→ SHORT PROBLEM
Put all of the material below into a two-column CSV with the header "prompt","answer". Each row holds one answer and the full text that comes before it, with each value in its own double-quoted field and line breaks turned into spaces.

→ THE INPUT
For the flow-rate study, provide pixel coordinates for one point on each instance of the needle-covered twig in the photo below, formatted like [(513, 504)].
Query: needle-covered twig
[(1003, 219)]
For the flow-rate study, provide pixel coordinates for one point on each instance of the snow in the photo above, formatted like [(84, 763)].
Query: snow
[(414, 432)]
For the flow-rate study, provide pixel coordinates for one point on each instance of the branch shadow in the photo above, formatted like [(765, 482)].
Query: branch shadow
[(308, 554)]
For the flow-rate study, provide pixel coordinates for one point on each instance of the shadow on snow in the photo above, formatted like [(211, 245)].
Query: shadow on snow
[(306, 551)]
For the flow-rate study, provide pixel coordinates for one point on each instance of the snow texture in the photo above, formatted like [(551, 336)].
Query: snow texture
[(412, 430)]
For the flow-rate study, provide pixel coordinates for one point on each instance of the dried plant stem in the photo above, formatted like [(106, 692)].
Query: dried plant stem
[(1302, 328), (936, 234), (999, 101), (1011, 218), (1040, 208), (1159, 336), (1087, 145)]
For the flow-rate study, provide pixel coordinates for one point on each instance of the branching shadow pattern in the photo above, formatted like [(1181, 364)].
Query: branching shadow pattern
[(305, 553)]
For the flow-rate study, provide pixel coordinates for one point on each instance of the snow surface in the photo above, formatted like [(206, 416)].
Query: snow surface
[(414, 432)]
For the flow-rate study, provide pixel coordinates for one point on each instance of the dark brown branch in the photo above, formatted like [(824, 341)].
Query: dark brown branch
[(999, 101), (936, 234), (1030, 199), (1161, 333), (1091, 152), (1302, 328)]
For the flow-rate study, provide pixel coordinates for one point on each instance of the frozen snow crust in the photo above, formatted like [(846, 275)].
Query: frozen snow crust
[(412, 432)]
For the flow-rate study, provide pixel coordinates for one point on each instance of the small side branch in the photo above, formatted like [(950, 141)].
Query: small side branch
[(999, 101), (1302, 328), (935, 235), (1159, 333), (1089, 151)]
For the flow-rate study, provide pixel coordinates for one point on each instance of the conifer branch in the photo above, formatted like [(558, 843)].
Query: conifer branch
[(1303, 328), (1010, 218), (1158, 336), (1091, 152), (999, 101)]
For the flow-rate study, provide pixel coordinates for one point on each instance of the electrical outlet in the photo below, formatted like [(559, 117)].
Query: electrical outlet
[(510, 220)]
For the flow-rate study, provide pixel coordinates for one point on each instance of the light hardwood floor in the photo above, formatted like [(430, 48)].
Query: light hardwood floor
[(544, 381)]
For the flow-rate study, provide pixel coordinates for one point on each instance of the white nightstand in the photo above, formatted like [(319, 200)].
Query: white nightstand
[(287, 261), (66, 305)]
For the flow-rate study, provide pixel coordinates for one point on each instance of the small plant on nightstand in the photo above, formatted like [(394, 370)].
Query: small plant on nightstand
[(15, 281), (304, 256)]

→ REPLY
prompt,answer
"For the flow-rate study, provide pixel coordinates for one point on each instance of the needle-covered twig in the photo below, formatted like [(513, 504)]. Query: needle-covered twig","[(1003, 219)]"
"For the flow-rate study, provide pixel coordinates for one point on each instance of the snow in the photo above, formatted like [(84, 763)]. Query: snow","[(414, 432)]"
"For the flow-rate study, provide pixel coordinates for one point on each instance of the branch shadow in the photo above, formatted like [(765, 482)]. Query: branch shadow","[(308, 554)]"
"For the flow-rate study, provide pixel coordinates for one point on each instance of the shadow on snow in the photo above, formatted like [(211, 245)]. Query: shadow on snow","[(306, 551)]"
"For the flow-rate study, provide pixel coordinates for one point on each instance of the snow texture in the photo above, formatted like [(551, 336)]. Query: snow texture","[(412, 430)]"
"For the flow-rate study, provide pixel coordinates for one point on each instance of the dried plant stem in the photo above, formatted like [(106, 692)]. Query: dried plant stem","[(1302, 328), (936, 234), (999, 101), (1011, 218), (1040, 208), (1159, 336), (1087, 145)]"
"For the flow-rate study, provide pixel coordinates for one point on each instance of the branching shadow pattern in the photo above, formatted like [(1181, 364)]. Query: branching shadow pattern","[(305, 553)]"
"For the flow-rate study, provide pixel coordinates for one point on each instance of the snow surface in the photo above, formatted like [(206, 416)]. Query: snow surface","[(414, 432)]"
"For the flow-rate study, provide pixel coordinates for one point on each instance of the dark brown branch in the photo above, formatted like [(824, 341)]. Query: dark brown branch","[(999, 101), (936, 234), (1030, 199), (1161, 333), (1091, 152), (1302, 328)]"
"For the flow-rate study, provide pixel coordinates for one point on each instance of the frozen snow crust in the photo above, formatted like [(846, 275)]. Query: frozen snow crust","[(412, 432)]"
"For the flow-rate study, provide pixel coordinates for one point on each instance of the small side branch in the photo above, formatted like [(950, 141)]. Query: small side branch","[(999, 101), (1302, 328), (935, 235), (1159, 333), (1089, 151)]"
"For the flow-rate study, provide pixel coordinates for one point on each instance of the conifer branch in the photo above, formatted like [(558, 843)]. Query: conifer branch","[(1303, 328), (1010, 218), (1158, 336), (1091, 152), (999, 101)]"
"For the flow-rate study, provide pixel coordinates for one point on each instance of the electrical outlet in the photo below, formatted like [(559, 117)]. Query: electrical outlet","[(510, 220)]"
"For the flow-rate study, provide pixel coordinates for one point on each instance of the light hardwood floor in the photo above, formatted like [(430, 48)]. Query: light hardwood floor","[(544, 381)]"
"For the flow-rate study, provide pixel coordinates for one point on each instance of the white nightstand in the photo above, formatted like [(319, 200)]. Query: white nightstand","[(287, 261), (66, 305)]"
"For the flow-rate study, provide pixel coordinates for one point on each instance of the small plant on nightstand in the photo above, formatted like [(394, 370)]. Query: small plant on nightstand","[(15, 281), (304, 256)]"